# [Given text]
Topological Representation of Light Curves – Gabriel Wendell

1. Introduction

Light curves are among the simplest and most useful objects in astronomy: they record how the observed brightness of a source changes in time. Yet, despite this apparent simplicity, a light curve is often the projection of a higher-dimensional dynamical process onto a single scalar observable.

This is exactly where a topological point of view becomes interesting. Instead of treating a light curve only as a list of amplitudes or a spectrum, we can reinterpret it as a trajectory in a reconstructed state space. Once the signal is embedded into such a space, its shape becomes meaningful: periodic signals tend to organize around loops, quasi-periodic signals can thicken into torus-like clouds, and transient events deform the geometry locally.

In this post I divide the discussion into two parts. In the first, I summarize the mathematical and computational foundations of a topological representation of light curves. In the second, I show a concrete computational example using a synthetic light curve with a periodic background and a localized flare-like transient. Since “reactive light curve” is not a standard astronomical expression, I interpret it here as an active or transient-bearing synthetic light curve.

Part I. Mathematical and computational foundations

2. From a scalar time series to a geometric object

Suppose we observe a light curve as a scalar sequence $$x_0, x_1, \dots, x_{N-1},$$ sampled at times $$t_0, t_1, \dots, t_{N-1}.$$ By itself, this sequence lives on a line: each observation is just one number. But if the underlying source is generated by some latent dynamical system, then the one-dimensional observation may be viewed as a projection of a richer state space.

The standard way to recover part of that hidden structure is delay-coordinate embedding. For a delay $\tau$ and embedding dimension $m$, we map the light curve to vectors of the form

$$ \mathbf{X}_i = \big(x_i, x_{i+\tau}, x_{i+2\tau}, \dots, x_{i+(m-1)\tau}\big) \in \mathbb{R}^m. $$

As $i$ runs over all valid indices, these vectors define a point cloud or sampled trajectory in $\mathbb{R}^m$. The original scalar light curve is therefore transformed into a geometric object. This is the first key step: topology does not act directly on the one-dimensional list of fluxes, but on the geometry induced by the embedding.

3. Why topology enters the problem

Once the light curve has been embedded, we can ask questions about its large-scale organization. Does the cloud wrap around a loop? Does it split into disconnected pieces? Does it contain voids, tunnels, or persistent geometric motifs across scales?

(Items from a data source)
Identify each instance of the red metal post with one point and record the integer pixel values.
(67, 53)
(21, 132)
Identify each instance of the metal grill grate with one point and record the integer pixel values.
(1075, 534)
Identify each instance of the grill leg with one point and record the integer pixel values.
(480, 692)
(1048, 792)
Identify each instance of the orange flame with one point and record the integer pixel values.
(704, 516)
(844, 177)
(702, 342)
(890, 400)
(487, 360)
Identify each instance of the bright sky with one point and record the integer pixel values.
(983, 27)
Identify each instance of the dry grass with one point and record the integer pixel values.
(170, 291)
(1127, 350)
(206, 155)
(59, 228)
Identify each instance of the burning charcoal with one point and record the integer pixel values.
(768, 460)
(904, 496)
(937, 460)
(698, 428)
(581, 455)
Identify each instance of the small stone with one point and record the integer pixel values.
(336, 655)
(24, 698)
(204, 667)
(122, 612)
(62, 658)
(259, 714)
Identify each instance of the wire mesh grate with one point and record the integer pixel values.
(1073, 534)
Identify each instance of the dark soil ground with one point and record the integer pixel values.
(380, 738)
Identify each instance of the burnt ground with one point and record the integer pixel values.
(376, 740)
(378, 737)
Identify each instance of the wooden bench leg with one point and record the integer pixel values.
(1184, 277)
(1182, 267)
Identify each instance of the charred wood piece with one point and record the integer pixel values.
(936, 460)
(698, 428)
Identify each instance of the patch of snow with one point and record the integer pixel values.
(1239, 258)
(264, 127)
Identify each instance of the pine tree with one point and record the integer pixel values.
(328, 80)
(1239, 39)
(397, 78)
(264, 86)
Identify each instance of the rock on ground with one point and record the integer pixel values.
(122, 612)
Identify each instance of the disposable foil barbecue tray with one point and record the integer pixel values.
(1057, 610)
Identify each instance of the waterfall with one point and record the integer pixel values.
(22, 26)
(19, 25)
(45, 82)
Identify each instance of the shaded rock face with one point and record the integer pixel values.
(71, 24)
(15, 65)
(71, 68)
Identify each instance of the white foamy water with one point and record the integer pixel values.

# [Aim]
In the post on topological representation of light curves, how is the expression "reactive light curve" interpreted?

# [Problem solution]
As an active or transient-bearing synthetic light curve.